What you need to do:
Every line of the data is to be retyped exactly.

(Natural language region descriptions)
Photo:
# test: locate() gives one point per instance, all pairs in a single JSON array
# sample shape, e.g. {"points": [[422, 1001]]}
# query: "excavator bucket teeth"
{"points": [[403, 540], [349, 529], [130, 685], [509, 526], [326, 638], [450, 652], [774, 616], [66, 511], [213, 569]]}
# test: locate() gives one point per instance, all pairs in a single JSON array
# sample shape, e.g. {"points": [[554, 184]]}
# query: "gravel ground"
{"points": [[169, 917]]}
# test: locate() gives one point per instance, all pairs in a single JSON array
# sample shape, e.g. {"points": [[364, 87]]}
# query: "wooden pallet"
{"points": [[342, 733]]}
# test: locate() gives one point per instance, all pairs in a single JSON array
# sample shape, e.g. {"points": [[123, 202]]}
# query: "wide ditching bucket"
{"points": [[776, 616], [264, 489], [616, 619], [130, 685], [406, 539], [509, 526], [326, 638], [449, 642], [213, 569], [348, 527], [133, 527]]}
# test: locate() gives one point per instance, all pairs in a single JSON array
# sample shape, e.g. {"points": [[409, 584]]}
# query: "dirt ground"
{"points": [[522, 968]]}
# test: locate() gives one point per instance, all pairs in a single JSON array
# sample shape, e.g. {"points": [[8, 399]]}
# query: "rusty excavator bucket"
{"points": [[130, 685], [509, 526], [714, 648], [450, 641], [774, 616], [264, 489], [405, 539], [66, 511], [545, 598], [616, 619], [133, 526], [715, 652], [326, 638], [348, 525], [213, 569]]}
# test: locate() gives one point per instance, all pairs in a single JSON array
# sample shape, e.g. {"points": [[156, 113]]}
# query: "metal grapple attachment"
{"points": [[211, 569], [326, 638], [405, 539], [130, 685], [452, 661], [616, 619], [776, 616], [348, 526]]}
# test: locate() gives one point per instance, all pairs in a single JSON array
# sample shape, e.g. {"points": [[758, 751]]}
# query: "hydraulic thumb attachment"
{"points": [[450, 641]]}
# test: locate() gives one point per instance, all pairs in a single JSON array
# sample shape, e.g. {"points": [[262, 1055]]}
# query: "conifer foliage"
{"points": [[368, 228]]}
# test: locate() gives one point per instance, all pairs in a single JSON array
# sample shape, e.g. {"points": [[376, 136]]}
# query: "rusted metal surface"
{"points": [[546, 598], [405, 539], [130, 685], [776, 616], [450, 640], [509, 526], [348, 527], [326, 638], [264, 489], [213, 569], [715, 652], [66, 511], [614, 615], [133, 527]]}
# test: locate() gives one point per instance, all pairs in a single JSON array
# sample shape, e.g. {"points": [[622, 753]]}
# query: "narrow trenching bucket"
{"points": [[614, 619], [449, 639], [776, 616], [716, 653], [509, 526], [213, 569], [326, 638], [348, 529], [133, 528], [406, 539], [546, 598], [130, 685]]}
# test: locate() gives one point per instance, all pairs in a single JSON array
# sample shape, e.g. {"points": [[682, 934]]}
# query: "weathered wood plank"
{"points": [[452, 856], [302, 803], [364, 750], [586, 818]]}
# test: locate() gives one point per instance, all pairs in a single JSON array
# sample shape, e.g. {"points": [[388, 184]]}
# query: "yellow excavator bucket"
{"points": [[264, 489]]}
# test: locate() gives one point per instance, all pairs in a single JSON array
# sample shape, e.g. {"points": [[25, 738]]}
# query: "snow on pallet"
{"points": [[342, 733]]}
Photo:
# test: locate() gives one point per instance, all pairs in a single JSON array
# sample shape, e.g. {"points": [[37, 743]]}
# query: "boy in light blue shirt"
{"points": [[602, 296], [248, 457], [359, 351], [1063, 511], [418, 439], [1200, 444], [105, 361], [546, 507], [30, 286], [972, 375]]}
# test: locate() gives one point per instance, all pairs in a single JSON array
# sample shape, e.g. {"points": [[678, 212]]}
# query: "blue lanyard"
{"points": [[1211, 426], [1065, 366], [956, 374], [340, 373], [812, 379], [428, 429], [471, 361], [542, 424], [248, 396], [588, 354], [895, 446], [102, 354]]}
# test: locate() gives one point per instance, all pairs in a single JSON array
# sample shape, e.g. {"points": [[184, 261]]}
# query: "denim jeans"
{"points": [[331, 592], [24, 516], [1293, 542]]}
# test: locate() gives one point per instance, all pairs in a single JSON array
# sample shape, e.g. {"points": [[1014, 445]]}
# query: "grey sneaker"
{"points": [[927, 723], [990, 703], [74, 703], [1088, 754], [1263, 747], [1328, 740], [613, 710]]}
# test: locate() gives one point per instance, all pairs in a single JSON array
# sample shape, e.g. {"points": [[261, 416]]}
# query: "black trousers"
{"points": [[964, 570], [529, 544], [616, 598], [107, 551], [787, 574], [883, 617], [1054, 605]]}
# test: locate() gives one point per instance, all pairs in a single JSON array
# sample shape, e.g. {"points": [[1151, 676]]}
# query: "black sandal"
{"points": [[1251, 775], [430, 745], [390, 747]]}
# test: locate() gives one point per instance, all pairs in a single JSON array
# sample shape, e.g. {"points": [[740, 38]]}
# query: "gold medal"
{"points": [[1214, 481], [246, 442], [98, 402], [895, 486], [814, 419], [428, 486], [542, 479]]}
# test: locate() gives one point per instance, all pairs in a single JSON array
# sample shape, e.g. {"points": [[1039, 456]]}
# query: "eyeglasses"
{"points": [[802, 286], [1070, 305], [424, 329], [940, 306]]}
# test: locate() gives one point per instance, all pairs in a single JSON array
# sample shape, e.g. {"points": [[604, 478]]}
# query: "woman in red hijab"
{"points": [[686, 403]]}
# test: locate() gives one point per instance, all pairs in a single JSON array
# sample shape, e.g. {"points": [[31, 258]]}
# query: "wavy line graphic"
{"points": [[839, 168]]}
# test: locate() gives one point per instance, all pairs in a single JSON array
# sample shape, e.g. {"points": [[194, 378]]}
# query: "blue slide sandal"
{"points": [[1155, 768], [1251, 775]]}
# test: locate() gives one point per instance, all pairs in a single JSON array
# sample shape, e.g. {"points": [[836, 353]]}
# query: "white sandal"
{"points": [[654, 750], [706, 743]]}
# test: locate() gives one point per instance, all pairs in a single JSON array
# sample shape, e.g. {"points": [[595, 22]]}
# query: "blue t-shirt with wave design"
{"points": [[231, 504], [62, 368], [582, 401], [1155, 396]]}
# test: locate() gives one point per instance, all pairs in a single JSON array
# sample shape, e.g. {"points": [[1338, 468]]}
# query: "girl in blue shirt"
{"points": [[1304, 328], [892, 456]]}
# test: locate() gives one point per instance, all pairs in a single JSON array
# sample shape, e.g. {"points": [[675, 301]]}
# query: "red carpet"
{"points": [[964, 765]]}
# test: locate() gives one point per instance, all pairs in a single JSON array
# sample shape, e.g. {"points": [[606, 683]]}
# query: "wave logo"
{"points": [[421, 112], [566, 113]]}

Your response:
Photo:
# test: locate() gives one point per instance, all pairs in a single JSON array
# sample shape, e.g. {"points": [[422, 1001]]}
# query: "excavator bucket teeth"
{"points": [[403, 540], [349, 529], [130, 685], [509, 526], [326, 638], [450, 652], [774, 616], [66, 511], [213, 569]]}
# test: locate() gives one point per instance, all pairs in a single JSON array
# sample shape, e.g. {"points": [[554, 184]]}
# query: "gravel ground"
{"points": [[169, 917]]}
# test: locate() gives one point per instance, all pairs in a single JSON array
# sample shape, e.g. {"points": [[364, 87]]}
# query: "wooden pallet"
{"points": [[342, 733]]}
# test: locate() gives one point per instance, all pairs in a single JSON array
# sample shape, e.g. {"points": [[123, 202]]}
# query: "wide ditching bucket"
{"points": [[776, 616], [264, 489], [616, 619], [130, 685], [406, 539], [509, 526], [326, 638], [449, 642], [213, 569], [348, 527], [133, 527]]}
# test: locate() gives one point per instance, all pairs in a single JSON array
# sample shape, e.g. {"points": [[409, 584]]}
# query: "dirt ground"
{"points": [[522, 968]]}
# test: locate() gives one point per instance, all pairs in a single JSON array
# sample shape, e.g. {"points": [[8, 399]]}
# query: "rusty excavator bucket"
{"points": [[130, 685], [509, 526], [714, 648], [450, 641], [774, 616], [264, 489], [405, 539], [66, 511], [545, 598], [616, 619], [133, 526], [715, 652], [326, 638], [348, 525], [213, 569]]}
# test: locate() gives one point per instance, all pairs in a single JSON array
# sample shape, e.g. {"points": [[156, 113]]}
# query: "metal grapple attachment"
{"points": [[211, 569], [326, 638], [405, 539], [130, 685], [452, 661], [616, 619], [776, 616], [348, 526]]}
# test: locate() gives one point per instance, all pairs in a single JSON array
# sample shape, e.g. {"points": [[758, 751]]}
# query: "hydraulic thumb attachment"
{"points": [[450, 641]]}
# test: locate() gives one point per instance, all pairs in a single JSON array
# sample shape, e.g. {"points": [[262, 1055]]}
# query: "conifer foliage"
{"points": [[368, 228]]}
# test: locate() gives one point per instance, all pairs in a single JSON array
# sample shape, e.g. {"points": [[376, 136]]}
# query: "rusted metal surface"
{"points": [[546, 598], [405, 539], [130, 685], [776, 616], [450, 640], [509, 526], [348, 527], [326, 638], [264, 489], [213, 569], [715, 652], [66, 511], [614, 615], [133, 527]]}
# test: locate() gives one point per instance, all pairs in a single JSON array
# sample shape, e.g. {"points": [[622, 753]]}
# query: "narrow trenching bucket"
{"points": [[614, 619], [449, 639], [776, 616], [716, 653], [509, 526], [213, 569], [326, 638], [348, 529], [133, 528], [406, 539], [546, 598], [130, 685]]}
# test: locate() gives one point per instance, all pairs in a single JSON array
# sample shape, e.g. {"points": [[682, 934]]}
# query: "weathered wood plank"
{"points": [[452, 856], [302, 803], [364, 750], [586, 818]]}
# test: locate() gives one point per instance, all pairs in a single JSON array
# sample shape, e.g. {"points": [[388, 184]]}
# query: "yellow excavator bucket"
{"points": [[264, 489]]}
# test: locate() gives one point per instance, all pairs in a single JSON array
# sample shape, e.g. {"points": [[25, 738]]}
# query: "snow on pallet"
{"points": [[342, 733]]}
Photo:
# test: locate() gives one point per instance, all pairs in a single JSON array
# sample shape, e.g. {"points": [[37, 743]]}
# query: "boy in light blue shirt"
{"points": [[602, 296], [248, 457], [359, 351], [1063, 511], [418, 439], [1200, 444], [105, 361], [546, 507], [30, 286], [972, 375]]}
# test: locate() gives one point per instance, all pairs in a single JSON array
# sample shape, e.g. {"points": [[678, 212]]}
# query: "blue lanyard"
{"points": [[1211, 426], [1065, 366], [956, 374], [340, 373], [812, 379], [428, 429], [471, 361], [542, 424], [248, 396], [588, 354], [895, 446], [102, 354]]}
# test: locate() gives one point per instance, all pairs in a single JSON array
# sample shape, e.g. {"points": [[184, 261]]}
# query: "denim jeans"
{"points": [[331, 592], [24, 516], [1293, 542]]}
# test: locate() gives one point per instance, all pairs in a single JSON array
# sample shape, e.g. {"points": [[1014, 445]]}
# query: "grey sneaker"
{"points": [[927, 723], [990, 703], [74, 703], [1088, 754], [1263, 747], [1328, 740], [613, 710]]}
# test: locate() gives one point per instance, all pairs in a single JSON array
# sample shape, e.g. {"points": [[261, 416]]}
# query: "black trousers"
{"points": [[964, 570], [529, 544], [616, 598], [107, 551], [787, 574], [883, 617], [1054, 605]]}
# test: locate() gives one point per instance, all pairs in a single JSON array
# sample shape, e.g. {"points": [[1151, 676]]}
# query: "black sandal"
{"points": [[1251, 775], [430, 745], [390, 747]]}
# test: locate() gives one point per instance, all pairs in a single JSON array
# sample shape, e.g. {"points": [[740, 38]]}
# query: "gold medal"
{"points": [[1214, 481], [246, 442], [98, 402], [895, 486], [814, 419], [428, 486], [542, 479]]}
# test: locate() gives one point per instance, all pairs in a single JSON array
# sample shape, e.g. {"points": [[1039, 456]]}
# query: "eyeglasses"
{"points": [[802, 286], [1070, 305], [424, 329], [940, 306]]}
# test: locate() gives one point per instance, all pairs in a single JSON array
# sample shape, e.g. {"points": [[604, 478]]}
# query: "woman in red hijab"
{"points": [[686, 403]]}
# test: locate() gives one point per instance, all pairs in a single JSON array
# sample shape, e.g. {"points": [[31, 258]]}
# query: "wavy line graphic"
{"points": [[839, 168]]}
# test: locate() gives one point per instance, all pairs in a single JSON array
# sample shape, e.g. {"points": [[194, 378]]}
# query: "blue slide sandal"
{"points": [[1155, 768], [1251, 775]]}
# test: locate() gives one point per instance, all pairs in a single JSON array
# sample shape, e.g. {"points": [[836, 353]]}
# query: "white sandal"
{"points": [[654, 750], [706, 743]]}
# test: locate() gives one point per instance, all pairs in a single JSON array
# sample shape, e.g. {"points": [[595, 22]]}
# query: "blue t-shirt with wave design"
{"points": [[231, 504], [62, 368], [582, 401], [1155, 396]]}
# test: locate() gives one point per instance, all pairs in a single JSON array
# sample shape, e.g. {"points": [[1338, 468]]}
# query: "girl in blue shirt"
{"points": [[1304, 328], [892, 456]]}
# test: locate() gives one point per instance, all pairs in a single JSON array
# sample shape, e.g. {"points": [[675, 301]]}
# query: "red carpet"
{"points": [[964, 765]]}
# test: locate() gives one point per instance, all pairs in a single JSON array
# sample shape, e.g. {"points": [[606, 683]]}
# query: "wave logo"
{"points": [[421, 112], [566, 113]]}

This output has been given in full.